Exercise goal ▸
Count how many lines of the material below contain the string "yellow", where case matters, and reply with that number alone.

Raw records
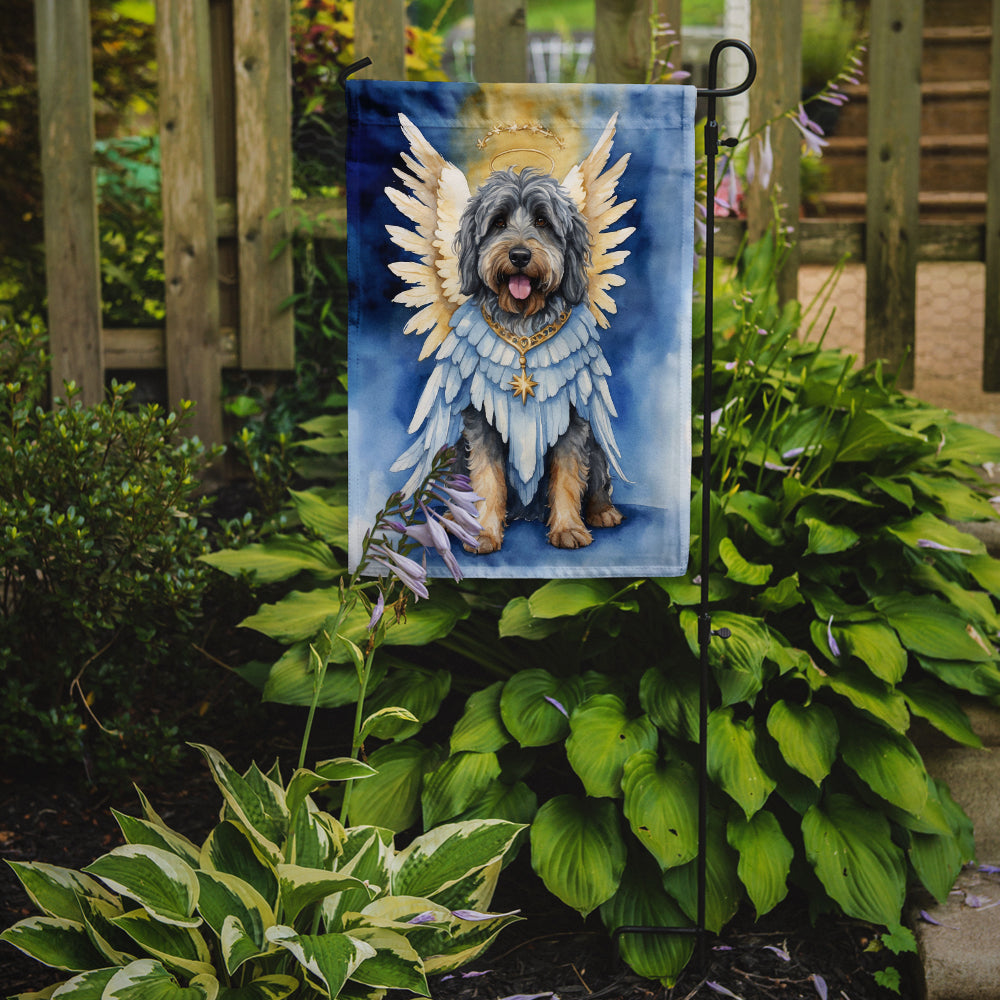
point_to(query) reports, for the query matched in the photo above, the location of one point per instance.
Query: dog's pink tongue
(520, 286)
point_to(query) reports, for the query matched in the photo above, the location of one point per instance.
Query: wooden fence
(226, 161)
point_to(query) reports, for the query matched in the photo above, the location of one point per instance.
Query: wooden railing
(226, 161)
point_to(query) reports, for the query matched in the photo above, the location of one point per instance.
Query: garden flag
(520, 267)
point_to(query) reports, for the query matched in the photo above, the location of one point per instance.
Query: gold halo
(522, 149)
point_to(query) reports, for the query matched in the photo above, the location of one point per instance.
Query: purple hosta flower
(760, 165)
(834, 648)
(411, 574)
(377, 611)
(811, 132)
(558, 705)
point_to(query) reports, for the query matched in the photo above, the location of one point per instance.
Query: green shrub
(101, 584)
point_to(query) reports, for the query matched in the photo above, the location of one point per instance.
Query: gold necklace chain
(523, 385)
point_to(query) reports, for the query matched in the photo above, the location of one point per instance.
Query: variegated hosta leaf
(456, 784)
(732, 760)
(602, 737)
(807, 736)
(230, 849)
(441, 857)
(661, 805)
(256, 801)
(54, 941)
(765, 858)
(395, 964)
(158, 880)
(578, 851)
(301, 887)
(177, 947)
(642, 902)
(225, 897)
(56, 891)
(141, 831)
(481, 727)
(850, 847)
(329, 959)
(149, 980)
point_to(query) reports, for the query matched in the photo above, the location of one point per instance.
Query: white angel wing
(440, 191)
(594, 194)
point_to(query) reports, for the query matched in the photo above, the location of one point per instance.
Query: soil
(551, 952)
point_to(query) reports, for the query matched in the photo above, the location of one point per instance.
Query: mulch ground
(551, 953)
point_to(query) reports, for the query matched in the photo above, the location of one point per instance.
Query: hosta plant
(279, 900)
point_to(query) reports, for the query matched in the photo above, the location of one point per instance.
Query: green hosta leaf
(301, 887)
(671, 700)
(229, 849)
(732, 760)
(661, 798)
(928, 528)
(159, 881)
(578, 851)
(481, 728)
(141, 831)
(941, 709)
(56, 891)
(260, 809)
(54, 941)
(330, 959)
(641, 901)
(440, 858)
(327, 520)
(887, 762)
(417, 690)
(177, 947)
(850, 847)
(931, 628)
(147, 979)
(723, 889)
(456, 784)
(602, 738)
(391, 798)
(783, 595)
(828, 539)
(279, 558)
(739, 569)
(395, 964)
(517, 620)
(807, 736)
(765, 858)
(535, 706)
(976, 678)
(559, 598)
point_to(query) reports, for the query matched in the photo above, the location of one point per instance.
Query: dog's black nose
(519, 256)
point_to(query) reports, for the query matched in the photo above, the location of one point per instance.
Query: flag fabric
(520, 271)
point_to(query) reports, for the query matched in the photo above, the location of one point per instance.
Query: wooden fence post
(380, 34)
(501, 41)
(991, 333)
(892, 215)
(190, 251)
(776, 35)
(262, 61)
(72, 255)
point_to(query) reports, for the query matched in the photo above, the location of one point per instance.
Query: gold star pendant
(523, 385)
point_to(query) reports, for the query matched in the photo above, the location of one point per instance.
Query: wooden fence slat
(501, 41)
(893, 184)
(72, 256)
(380, 34)
(262, 61)
(190, 253)
(991, 332)
(776, 36)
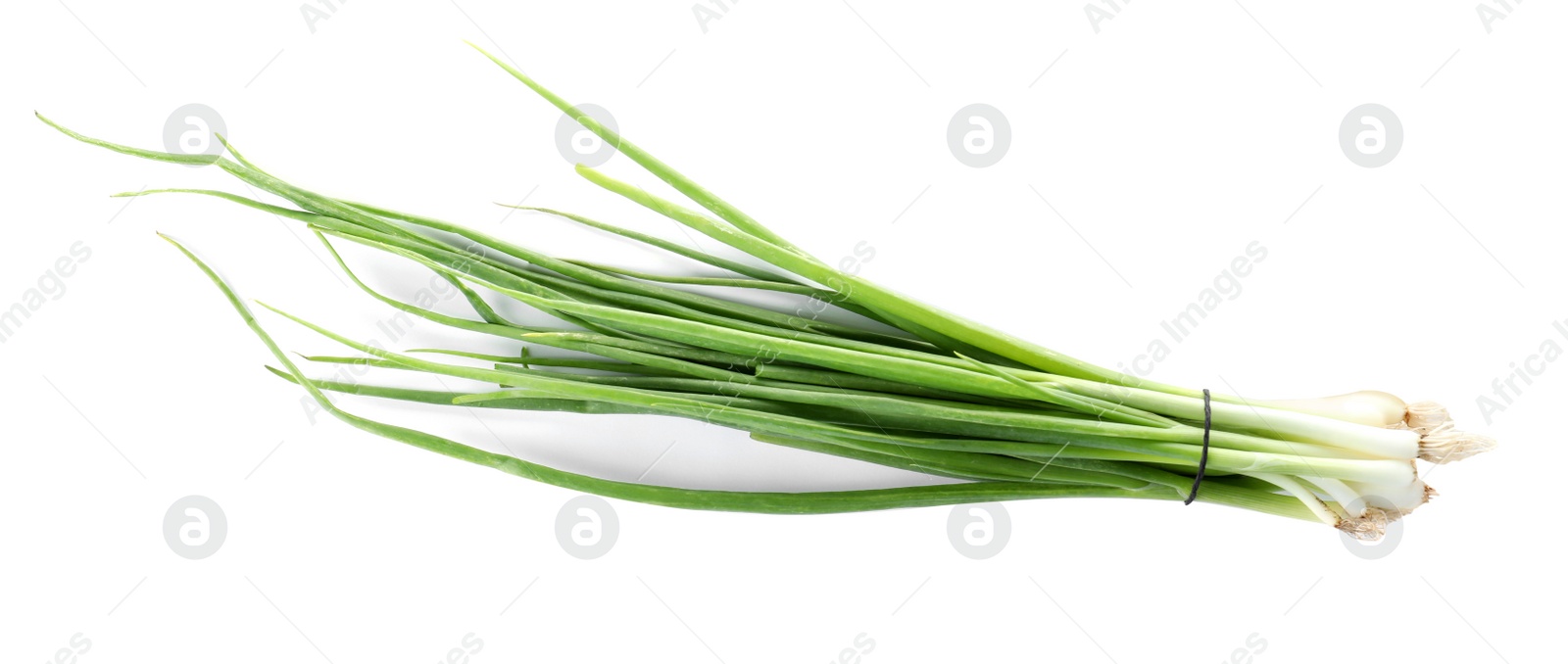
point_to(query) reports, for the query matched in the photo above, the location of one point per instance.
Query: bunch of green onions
(908, 386)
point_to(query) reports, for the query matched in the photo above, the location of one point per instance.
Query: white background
(1165, 141)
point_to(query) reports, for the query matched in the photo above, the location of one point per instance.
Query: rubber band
(1203, 459)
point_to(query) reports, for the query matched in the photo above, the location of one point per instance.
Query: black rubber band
(1203, 460)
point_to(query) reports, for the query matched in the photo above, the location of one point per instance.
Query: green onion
(904, 384)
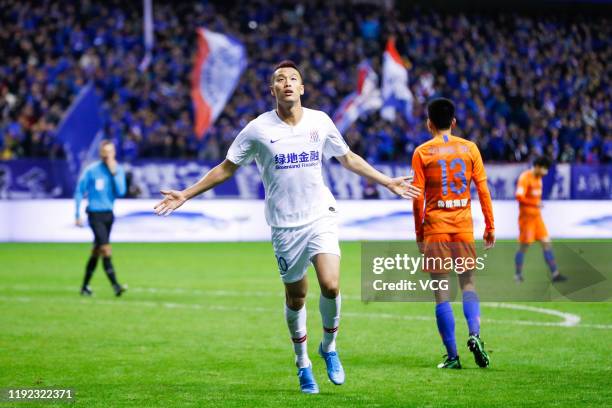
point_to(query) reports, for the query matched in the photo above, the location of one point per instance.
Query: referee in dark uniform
(101, 183)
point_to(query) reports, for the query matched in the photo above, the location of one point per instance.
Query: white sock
(296, 322)
(330, 316)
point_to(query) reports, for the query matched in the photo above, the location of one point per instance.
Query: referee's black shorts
(101, 224)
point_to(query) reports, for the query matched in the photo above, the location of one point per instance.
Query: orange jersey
(529, 193)
(444, 168)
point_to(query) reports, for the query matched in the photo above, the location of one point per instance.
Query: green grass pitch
(202, 325)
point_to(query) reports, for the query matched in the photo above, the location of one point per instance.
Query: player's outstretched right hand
(172, 200)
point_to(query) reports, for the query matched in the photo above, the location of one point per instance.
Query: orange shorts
(447, 252)
(531, 228)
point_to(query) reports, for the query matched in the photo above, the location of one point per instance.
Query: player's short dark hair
(441, 112)
(286, 64)
(542, 161)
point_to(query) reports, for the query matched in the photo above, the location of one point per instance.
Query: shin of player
(531, 224)
(445, 167)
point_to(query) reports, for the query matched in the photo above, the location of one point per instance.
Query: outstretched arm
(399, 185)
(173, 199)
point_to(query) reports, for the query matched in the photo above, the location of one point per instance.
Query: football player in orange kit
(531, 224)
(444, 168)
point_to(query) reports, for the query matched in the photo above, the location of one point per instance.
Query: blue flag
(79, 127)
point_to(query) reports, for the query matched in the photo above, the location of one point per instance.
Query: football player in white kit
(288, 145)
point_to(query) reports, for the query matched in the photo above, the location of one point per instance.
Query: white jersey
(289, 160)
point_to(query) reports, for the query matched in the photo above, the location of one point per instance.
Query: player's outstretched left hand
(402, 186)
(172, 200)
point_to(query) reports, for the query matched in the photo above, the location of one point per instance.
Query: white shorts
(295, 247)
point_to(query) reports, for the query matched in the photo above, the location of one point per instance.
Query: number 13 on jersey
(453, 175)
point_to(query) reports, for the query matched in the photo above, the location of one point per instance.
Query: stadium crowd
(523, 85)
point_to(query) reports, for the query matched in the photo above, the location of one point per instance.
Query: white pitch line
(569, 319)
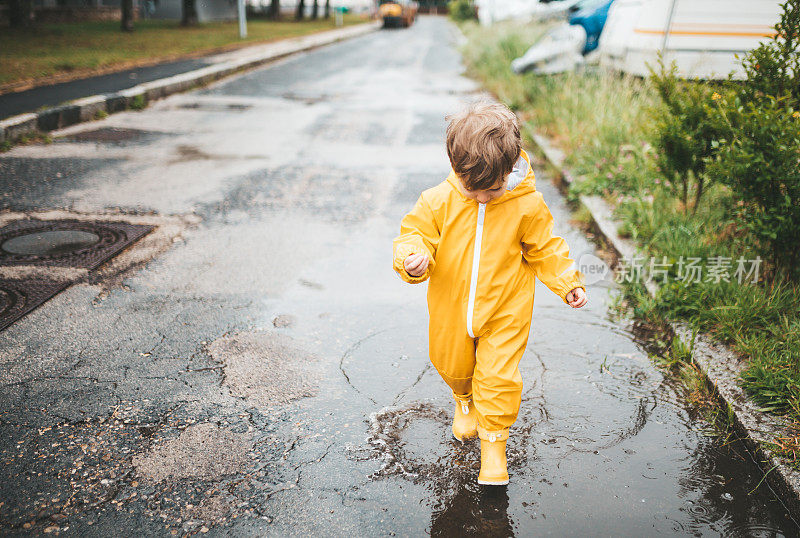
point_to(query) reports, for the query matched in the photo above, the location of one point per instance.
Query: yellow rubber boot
(494, 471)
(465, 419)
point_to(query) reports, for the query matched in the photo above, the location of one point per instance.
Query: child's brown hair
(483, 144)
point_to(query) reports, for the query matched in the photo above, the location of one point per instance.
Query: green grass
(79, 49)
(601, 120)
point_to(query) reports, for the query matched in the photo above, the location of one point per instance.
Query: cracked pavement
(253, 367)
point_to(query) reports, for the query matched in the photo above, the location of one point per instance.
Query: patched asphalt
(255, 368)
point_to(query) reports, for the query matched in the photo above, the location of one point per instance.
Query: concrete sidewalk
(92, 98)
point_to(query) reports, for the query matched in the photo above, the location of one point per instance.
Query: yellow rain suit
(480, 296)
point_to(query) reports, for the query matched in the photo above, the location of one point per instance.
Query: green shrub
(758, 156)
(683, 132)
(461, 10)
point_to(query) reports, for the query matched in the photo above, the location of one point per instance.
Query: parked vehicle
(395, 13)
(702, 37)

The completed task ▸
2